The answer must consist of every line from the data that holds "transparent".

■ Data under study:
[Start of Attachment]

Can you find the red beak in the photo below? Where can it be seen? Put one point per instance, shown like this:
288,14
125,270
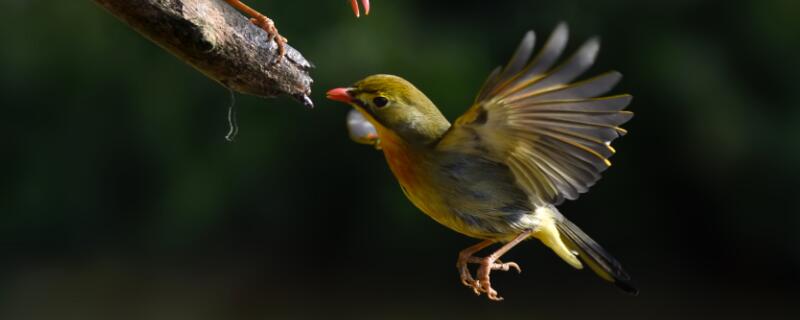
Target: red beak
340,94
354,4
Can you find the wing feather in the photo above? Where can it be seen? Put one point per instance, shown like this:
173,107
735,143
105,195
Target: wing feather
554,134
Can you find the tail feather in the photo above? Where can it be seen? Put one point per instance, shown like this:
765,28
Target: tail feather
597,258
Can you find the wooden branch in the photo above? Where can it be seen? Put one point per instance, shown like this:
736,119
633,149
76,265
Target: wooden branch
219,42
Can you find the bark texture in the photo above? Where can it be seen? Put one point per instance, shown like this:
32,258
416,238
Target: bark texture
219,42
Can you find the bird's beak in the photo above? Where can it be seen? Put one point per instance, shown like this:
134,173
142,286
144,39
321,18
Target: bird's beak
340,94
354,4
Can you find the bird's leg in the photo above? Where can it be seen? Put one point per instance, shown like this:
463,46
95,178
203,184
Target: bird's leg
262,22
464,257
489,263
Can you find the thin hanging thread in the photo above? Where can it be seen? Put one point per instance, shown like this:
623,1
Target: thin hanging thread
233,125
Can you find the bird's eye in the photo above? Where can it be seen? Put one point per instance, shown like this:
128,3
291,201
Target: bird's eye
380,102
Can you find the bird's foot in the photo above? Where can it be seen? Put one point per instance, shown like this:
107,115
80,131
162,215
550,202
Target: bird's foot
268,25
354,4
487,265
484,283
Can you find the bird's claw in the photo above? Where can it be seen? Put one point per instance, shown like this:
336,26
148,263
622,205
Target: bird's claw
354,4
272,34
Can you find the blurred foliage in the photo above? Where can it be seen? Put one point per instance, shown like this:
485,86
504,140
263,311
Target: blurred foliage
120,196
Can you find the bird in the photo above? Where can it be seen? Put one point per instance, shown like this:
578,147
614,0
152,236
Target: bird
268,25
532,138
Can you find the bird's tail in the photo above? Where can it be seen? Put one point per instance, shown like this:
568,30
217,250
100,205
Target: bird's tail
597,258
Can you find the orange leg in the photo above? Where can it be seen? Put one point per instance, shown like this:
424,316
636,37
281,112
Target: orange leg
487,264
262,22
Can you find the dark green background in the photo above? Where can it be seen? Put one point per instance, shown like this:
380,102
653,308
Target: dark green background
120,199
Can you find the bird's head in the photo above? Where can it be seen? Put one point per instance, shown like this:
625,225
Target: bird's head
392,103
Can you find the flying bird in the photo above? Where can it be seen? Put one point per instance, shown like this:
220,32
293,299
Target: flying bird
532,138
268,25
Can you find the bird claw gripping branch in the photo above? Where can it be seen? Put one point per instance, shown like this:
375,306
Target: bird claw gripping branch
268,25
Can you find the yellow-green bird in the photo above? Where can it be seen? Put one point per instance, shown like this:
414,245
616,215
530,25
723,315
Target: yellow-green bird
531,139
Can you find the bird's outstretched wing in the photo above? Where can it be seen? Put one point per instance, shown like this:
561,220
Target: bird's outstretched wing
554,134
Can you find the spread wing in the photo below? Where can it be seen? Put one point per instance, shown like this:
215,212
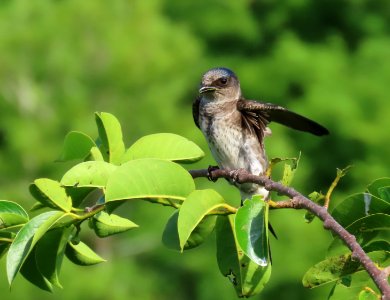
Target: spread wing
257,115
195,111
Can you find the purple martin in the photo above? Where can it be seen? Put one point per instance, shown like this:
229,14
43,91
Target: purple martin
235,127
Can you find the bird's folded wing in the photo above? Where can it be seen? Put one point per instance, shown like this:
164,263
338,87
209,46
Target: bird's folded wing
259,114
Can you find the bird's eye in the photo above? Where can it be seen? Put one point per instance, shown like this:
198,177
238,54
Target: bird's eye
223,80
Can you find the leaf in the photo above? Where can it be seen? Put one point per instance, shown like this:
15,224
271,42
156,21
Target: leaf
50,251
77,145
351,286
251,228
89,174
149,178
364,229
358,206
167,146
247,277
105,225
11,214
289,170
330,270
26,238
373,187
384,193
51,194
170,236
31,272
197,205
5,241
81,254
110,134
368,294
318,198
95,154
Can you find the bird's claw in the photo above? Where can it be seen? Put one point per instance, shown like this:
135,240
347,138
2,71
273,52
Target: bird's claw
210,170
235,175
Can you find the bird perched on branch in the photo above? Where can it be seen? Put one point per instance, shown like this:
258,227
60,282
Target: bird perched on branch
235,127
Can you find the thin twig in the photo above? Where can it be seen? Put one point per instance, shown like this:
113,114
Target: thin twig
298,201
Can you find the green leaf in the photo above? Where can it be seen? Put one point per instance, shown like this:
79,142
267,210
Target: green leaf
350,286
247,277
170,236
149,178
167,146
105,225
31,272
110,134
384,193
251,228
50,251
289,170
5,241
77,145
358,206
95,154
197,205
330,270
317,198
26,238
89,174
364,229
11,214
83,195
81,254
51,194
373,187
368,294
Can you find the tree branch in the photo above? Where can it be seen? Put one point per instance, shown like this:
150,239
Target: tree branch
298,201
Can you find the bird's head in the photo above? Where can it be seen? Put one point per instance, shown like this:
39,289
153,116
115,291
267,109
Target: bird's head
220,84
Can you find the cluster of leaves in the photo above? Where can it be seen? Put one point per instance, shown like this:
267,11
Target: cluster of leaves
109,175
151,170
366,216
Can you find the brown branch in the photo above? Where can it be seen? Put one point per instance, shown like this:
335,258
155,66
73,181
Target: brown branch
298,201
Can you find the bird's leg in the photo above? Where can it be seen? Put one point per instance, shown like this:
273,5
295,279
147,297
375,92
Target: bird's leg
210,170
235,175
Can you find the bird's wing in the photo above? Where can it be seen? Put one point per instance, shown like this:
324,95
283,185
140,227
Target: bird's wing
195,111
259,114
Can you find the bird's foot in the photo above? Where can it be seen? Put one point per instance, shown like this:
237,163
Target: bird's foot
235,175
210,170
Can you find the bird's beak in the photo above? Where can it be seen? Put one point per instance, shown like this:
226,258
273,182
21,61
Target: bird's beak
205,89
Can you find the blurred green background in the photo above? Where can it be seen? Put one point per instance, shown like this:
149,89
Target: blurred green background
60,61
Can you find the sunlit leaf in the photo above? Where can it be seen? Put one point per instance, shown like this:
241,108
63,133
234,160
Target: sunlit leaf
50,251
149,178
77,145
30,271
166,146
251,228
26,239
247,277
358,206
197,205
170,236
51,194
88,174
81,254
105,224
11,214
110,134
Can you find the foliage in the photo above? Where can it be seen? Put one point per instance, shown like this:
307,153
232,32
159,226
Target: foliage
142,60
36,247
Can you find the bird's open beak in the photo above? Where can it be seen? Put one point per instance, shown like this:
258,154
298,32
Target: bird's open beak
205,89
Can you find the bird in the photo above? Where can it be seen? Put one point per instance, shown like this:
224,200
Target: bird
235,127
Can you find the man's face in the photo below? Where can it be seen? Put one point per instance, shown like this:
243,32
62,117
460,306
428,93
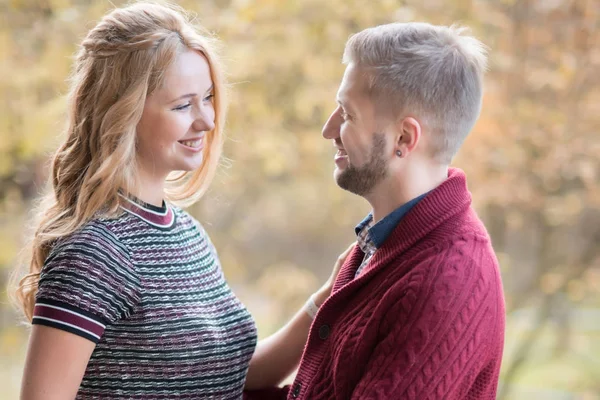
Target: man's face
362,157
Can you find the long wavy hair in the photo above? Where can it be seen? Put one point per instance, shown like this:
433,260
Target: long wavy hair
119,64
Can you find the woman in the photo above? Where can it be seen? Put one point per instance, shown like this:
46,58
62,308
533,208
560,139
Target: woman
125,292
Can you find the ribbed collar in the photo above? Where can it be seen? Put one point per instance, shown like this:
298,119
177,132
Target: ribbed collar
433,212
160,217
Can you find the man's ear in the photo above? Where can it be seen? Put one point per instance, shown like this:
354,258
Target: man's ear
408,136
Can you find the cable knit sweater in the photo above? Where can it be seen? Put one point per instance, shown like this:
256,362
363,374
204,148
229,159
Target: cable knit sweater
424,320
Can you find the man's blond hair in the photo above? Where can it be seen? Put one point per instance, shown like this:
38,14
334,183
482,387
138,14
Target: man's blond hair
432,73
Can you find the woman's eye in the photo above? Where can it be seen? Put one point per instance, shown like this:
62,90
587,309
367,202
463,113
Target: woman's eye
183,107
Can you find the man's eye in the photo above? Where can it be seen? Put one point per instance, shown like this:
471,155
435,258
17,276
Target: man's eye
183,107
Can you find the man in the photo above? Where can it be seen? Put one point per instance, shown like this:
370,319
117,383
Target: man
417,310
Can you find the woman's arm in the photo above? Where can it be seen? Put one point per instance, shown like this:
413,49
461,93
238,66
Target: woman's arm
278,355
55,364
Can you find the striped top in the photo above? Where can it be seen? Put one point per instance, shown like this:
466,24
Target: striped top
148,289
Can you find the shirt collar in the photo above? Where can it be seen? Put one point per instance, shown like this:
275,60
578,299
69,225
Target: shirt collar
376,234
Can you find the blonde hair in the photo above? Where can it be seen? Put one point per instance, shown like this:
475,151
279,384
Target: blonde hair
120,63
433,72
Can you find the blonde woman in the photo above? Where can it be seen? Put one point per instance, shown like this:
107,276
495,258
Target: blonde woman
125,292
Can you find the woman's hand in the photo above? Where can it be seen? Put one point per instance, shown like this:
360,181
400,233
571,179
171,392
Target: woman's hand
323,293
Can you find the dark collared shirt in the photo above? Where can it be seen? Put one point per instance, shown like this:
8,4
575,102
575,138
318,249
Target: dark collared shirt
371,236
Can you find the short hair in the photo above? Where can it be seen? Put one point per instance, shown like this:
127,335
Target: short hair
434,73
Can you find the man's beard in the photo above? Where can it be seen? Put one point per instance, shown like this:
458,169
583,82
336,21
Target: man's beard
361,181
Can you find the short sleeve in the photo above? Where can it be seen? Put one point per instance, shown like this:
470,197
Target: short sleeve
87,282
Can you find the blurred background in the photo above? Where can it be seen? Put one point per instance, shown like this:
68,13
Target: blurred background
274,212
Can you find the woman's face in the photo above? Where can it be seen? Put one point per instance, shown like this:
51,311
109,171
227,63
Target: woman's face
171,135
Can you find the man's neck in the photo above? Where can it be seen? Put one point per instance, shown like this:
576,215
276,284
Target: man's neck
399,189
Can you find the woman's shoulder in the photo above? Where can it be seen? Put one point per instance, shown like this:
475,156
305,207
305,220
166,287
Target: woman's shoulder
96,235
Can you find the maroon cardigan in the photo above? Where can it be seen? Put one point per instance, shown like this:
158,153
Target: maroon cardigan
424,320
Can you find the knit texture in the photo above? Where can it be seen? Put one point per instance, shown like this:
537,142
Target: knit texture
424,320
147,287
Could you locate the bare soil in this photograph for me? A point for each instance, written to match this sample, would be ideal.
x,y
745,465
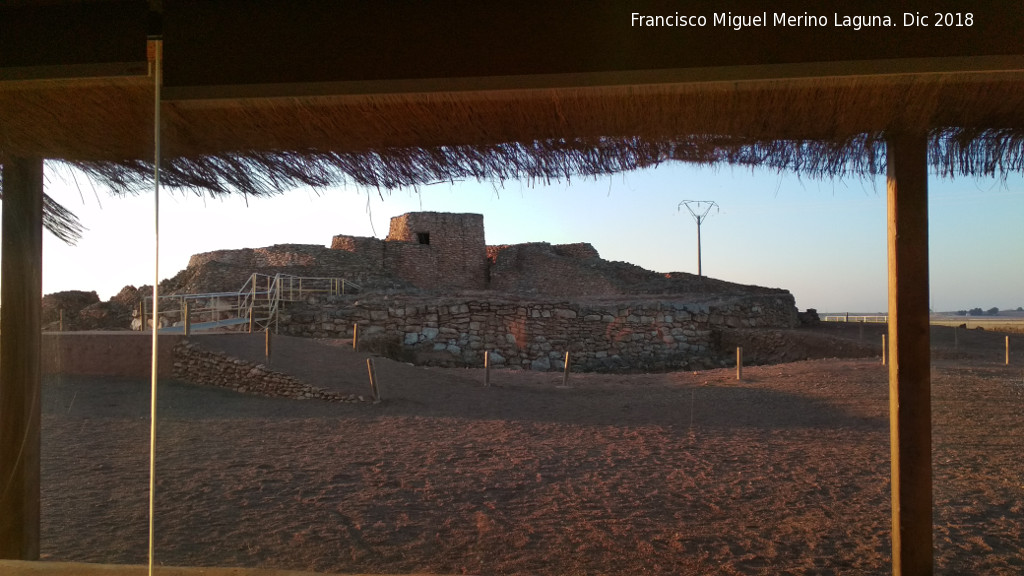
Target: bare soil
x,y
785,471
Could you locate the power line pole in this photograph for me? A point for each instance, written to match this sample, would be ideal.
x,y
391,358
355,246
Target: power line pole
x,y
699,210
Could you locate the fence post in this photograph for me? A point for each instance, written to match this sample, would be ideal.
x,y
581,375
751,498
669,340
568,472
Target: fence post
x,y
374,386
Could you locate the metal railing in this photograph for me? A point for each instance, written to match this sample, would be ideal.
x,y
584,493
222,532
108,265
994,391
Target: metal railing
x,y
878,319
257,303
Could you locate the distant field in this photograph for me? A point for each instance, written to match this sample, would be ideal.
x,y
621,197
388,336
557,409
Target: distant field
x,y
1009,322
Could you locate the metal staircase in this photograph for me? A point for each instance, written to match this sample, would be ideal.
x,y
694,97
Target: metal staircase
x,y
257,304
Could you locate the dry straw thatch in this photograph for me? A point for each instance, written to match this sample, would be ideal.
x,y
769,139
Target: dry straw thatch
x,y
832,126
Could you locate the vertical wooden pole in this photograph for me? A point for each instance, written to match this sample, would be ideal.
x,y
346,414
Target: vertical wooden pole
x,y
909,355
374,385
20,340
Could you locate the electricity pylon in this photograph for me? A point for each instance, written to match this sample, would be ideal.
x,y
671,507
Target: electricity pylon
x,y
698,209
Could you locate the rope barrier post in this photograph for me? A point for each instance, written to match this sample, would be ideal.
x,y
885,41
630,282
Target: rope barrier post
x,y
374,389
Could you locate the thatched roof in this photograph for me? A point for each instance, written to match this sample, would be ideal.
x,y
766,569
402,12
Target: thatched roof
x,y
820,126
392,118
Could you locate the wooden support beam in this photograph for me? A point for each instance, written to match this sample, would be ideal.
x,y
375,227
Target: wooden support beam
x,y
20,340
909,357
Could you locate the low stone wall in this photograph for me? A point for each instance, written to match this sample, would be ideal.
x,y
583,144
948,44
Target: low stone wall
x,y
620,336
197,365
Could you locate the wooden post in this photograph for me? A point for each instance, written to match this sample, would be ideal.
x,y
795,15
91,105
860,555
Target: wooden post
x,y
374,386
909,355
20,341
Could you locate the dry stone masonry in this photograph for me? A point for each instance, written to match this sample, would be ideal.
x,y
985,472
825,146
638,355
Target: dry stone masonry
x,y
435,293
638,335
201,366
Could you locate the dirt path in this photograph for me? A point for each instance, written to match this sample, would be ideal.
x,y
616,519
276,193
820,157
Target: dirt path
x,y
669,474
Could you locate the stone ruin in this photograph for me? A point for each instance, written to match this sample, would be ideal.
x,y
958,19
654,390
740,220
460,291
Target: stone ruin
x,y
433,292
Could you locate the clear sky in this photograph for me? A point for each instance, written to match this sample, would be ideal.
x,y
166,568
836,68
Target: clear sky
x,y
822,240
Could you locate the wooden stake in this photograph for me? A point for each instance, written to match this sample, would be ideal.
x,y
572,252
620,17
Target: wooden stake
x,y
909,355
374,389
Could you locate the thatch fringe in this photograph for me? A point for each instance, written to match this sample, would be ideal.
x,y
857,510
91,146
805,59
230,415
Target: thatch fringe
x,y
58,220
956,152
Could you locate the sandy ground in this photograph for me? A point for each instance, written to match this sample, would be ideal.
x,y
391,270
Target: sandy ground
x,y
783,472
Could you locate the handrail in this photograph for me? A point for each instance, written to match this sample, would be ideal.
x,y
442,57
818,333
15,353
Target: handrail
x,y
260,306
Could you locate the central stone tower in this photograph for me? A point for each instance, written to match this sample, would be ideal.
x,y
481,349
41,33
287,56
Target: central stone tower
x,y
438,250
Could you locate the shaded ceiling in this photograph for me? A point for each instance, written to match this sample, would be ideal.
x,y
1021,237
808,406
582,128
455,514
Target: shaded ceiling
x,y
257,100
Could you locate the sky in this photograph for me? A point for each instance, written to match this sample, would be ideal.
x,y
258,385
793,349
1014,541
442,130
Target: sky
x,y
822,240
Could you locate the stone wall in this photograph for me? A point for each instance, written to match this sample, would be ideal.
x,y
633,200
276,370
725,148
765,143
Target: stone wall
x,y
200,366
628,335
539,268
434,250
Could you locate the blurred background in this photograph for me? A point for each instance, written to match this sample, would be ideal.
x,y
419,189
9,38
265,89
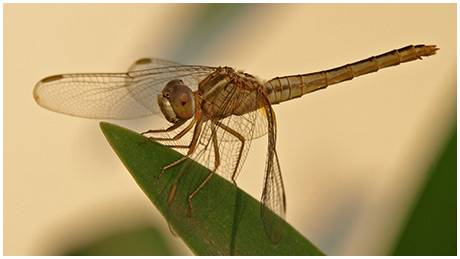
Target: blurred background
x,y
355,158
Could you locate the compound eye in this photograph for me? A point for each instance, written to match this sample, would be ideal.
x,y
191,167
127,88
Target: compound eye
x,y
182,101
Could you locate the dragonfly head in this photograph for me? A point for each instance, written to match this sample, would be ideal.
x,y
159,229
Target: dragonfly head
x,y
176,101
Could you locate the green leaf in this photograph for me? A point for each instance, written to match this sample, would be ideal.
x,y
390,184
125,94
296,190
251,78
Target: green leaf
x,y
225,219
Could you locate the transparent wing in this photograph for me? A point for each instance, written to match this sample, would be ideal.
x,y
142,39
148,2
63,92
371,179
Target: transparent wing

[End of Attachment]

■ Your response:
Could you locate the transparent wing in this photograph for me? A point for each instance, written to match this sample, would be ideal.
Target: transparent wing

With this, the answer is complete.